▶ [Excerpt to read]

■ ■ ■ ■

Univariate Cox regression analysis yielded significant associations between ICU mortality and APACHE II score (P=<0.001), lactate level (P=<0.001), urine output (P=<0.001), vasoactive medications (P=0.005), E wave (P=0.04), E/e’ medial (P=0.046), right atrial pressure (P=0.017) and IVC size (P=0.007). Adjustment for urine output and IVC size in the multivariate analysis revealed the following 3 variables as independent predictors of ICU mortality: ratio of mitral E wave to early diastolic velocity of medial mitral annulus (E/e’), APACHE II score and lactate levels. Table 3 displays survival in patients dichotomized according to E/e’ medial ratio >15, confirming an excess mortality associated with an elevated ratio. Using the odds ratio, patients with E/e’ medial ratio >15 had 3.78 times the odds (95% CI: 1.87, 7.65) of ICU mortality compared to patients with E/e’ <15 (P=0.0002).
|E/e’ medial||1.04||1.00, 1.08||0.045|
|OR- odds ratio|
Table 3. Multivariable analysis for predictors of ICU mortality.
The univariate analysis for 90-day mortality in septic shock revealed the following variables to have significant associations with higher mortality: age (P=0.008), temperature (P=0.03), mean arterial pressure (P=0.027), low hematocrit (P=0.037), APACHE II score (P=<0.001), lactate level (P=0.002), BNP (P=0.013), urine output (P=<0.001), vasoactive medications (P=0.019), left ventricular ejection fraction (P=0.025) and IVC size (P=0.007). Multivariate analysis revealed the following to be independent predictors of mortality at 90 days of hospitalization: advanced age, urine output, low hematocrit and IVC size (Table 4). When comparing patients with dilated versus normal IVC size, both groups had similar net fluid balance within the first 24 h of ICU admission (2413 ml versus 2420 ml, P=0.99). After dichotomization according to E/e’ medial ratio <15 versus >15 (Figure 1), the proportion of patients with lower E/e’ medial surviving through 90 days of ICU admission was significantly higher than the proportion of patients with a higher E/e’ medial (P<0.0001). Anemia has been associated with diastolic dysfunction . We assessed the correlation between low hematocrit levels and average mitral E/e, and found that there was a weak positive correlation (R=0.129).
|Variable||OR||95% CI||P - value|
|Urine output||0.99||0.99, 0.99||0.001|
|Low hematocrit||0.93||0.88, 0.98||0.006|
|IVC size (dilated vs. normal)||2.02||1.05, 3.85||0.034|
Table 4. Multivariable analysis for predictors of 90-day mortality.

■ ■ ■ ■

▶ [Information shown]

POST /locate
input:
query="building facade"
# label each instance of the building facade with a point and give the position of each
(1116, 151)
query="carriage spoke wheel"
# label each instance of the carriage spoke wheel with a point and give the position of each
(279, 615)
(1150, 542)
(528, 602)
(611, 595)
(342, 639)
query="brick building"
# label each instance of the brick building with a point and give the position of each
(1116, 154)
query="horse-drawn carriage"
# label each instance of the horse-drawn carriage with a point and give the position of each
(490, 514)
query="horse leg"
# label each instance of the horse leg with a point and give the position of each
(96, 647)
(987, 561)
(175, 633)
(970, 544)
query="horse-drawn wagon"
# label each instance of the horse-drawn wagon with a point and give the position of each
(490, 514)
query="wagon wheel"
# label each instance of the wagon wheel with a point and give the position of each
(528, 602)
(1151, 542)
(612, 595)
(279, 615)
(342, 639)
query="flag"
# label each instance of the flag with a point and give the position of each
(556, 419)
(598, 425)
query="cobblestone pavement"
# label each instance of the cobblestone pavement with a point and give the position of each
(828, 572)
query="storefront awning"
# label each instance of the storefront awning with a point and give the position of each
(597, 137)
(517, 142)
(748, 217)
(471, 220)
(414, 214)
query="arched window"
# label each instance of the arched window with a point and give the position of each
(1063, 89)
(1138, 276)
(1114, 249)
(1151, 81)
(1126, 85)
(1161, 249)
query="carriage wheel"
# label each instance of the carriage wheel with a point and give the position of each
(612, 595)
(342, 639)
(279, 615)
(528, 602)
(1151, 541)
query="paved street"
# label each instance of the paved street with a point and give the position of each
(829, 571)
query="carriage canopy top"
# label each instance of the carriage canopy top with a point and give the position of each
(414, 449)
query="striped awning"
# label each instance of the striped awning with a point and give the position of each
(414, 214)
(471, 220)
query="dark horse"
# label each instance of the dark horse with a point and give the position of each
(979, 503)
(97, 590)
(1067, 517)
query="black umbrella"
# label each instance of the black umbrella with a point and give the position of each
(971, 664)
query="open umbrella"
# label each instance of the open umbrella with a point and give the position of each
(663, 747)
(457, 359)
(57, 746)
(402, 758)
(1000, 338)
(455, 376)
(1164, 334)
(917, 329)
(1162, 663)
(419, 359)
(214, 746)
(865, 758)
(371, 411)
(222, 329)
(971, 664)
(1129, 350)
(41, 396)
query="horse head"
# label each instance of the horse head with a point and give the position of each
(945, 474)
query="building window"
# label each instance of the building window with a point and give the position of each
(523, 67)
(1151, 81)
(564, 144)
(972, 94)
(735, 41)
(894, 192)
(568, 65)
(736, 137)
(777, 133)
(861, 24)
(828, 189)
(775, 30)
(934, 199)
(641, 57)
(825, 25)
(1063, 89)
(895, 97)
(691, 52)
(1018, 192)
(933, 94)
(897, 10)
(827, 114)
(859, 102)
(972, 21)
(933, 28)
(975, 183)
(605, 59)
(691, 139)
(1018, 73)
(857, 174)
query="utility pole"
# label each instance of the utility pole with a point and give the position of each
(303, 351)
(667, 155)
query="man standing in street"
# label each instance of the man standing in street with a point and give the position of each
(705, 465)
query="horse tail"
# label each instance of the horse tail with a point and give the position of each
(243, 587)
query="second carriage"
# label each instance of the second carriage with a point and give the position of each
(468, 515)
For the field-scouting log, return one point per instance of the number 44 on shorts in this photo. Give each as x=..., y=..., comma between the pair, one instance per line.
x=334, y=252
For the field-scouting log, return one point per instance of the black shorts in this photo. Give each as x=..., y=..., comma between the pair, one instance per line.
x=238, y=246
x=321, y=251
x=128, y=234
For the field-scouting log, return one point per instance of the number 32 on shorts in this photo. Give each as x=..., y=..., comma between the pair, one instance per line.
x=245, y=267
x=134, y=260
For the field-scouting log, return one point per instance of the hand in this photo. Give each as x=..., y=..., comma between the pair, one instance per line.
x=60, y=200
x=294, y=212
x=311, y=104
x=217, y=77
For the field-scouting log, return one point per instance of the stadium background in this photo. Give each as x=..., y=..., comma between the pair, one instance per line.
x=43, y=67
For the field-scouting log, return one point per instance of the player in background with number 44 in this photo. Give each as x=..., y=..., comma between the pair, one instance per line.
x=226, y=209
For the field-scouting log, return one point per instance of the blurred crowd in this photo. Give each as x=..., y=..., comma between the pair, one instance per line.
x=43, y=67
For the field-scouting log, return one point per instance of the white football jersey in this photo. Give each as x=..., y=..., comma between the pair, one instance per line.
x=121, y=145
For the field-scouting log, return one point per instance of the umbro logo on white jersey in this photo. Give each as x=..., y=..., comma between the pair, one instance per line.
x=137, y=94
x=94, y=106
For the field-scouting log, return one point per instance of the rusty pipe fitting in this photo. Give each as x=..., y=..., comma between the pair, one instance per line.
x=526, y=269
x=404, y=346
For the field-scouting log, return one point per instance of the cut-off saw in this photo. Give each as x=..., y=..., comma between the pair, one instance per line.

■ ■ ■ ■

▶ [Task requirements]
**A)** In the excerpt on septic shock mortality, what was the net fluid balance within the first 24 h of ICU admission for patients with a dilated IVC?
**B)** State whether each statement agrees with the excerpt on septic shock mortality, answering yes or no and quoting the deciding words: (i) Advanced age was an independent predictor of mortality at 90 days. (ii) Low hematocrit levels and average mitral E/e showed a strong positive correlation. (iii) Patients with an E/e' medial ratio above 15 had 3.78 times the odds of ICU mortality compared to those below 15.

▶ [Responses to the exercise]
**A)** 2413 ml

**B)**
(i) Yes: "Multivariate analysis revealed the following to be independent predictors of mortality at 90 days of hospitalization: advanced age, urine output, low hematocrit and IVC size"
(ii) No: "there was a weak positive correlation (R=0.129)"
(iii) Yes: "patients with E/e’ medial ratio >15 had 3.78 times the odds (95% CI: 1.87, 7.65) of ICU mortality compared to patients with E/e’ <15"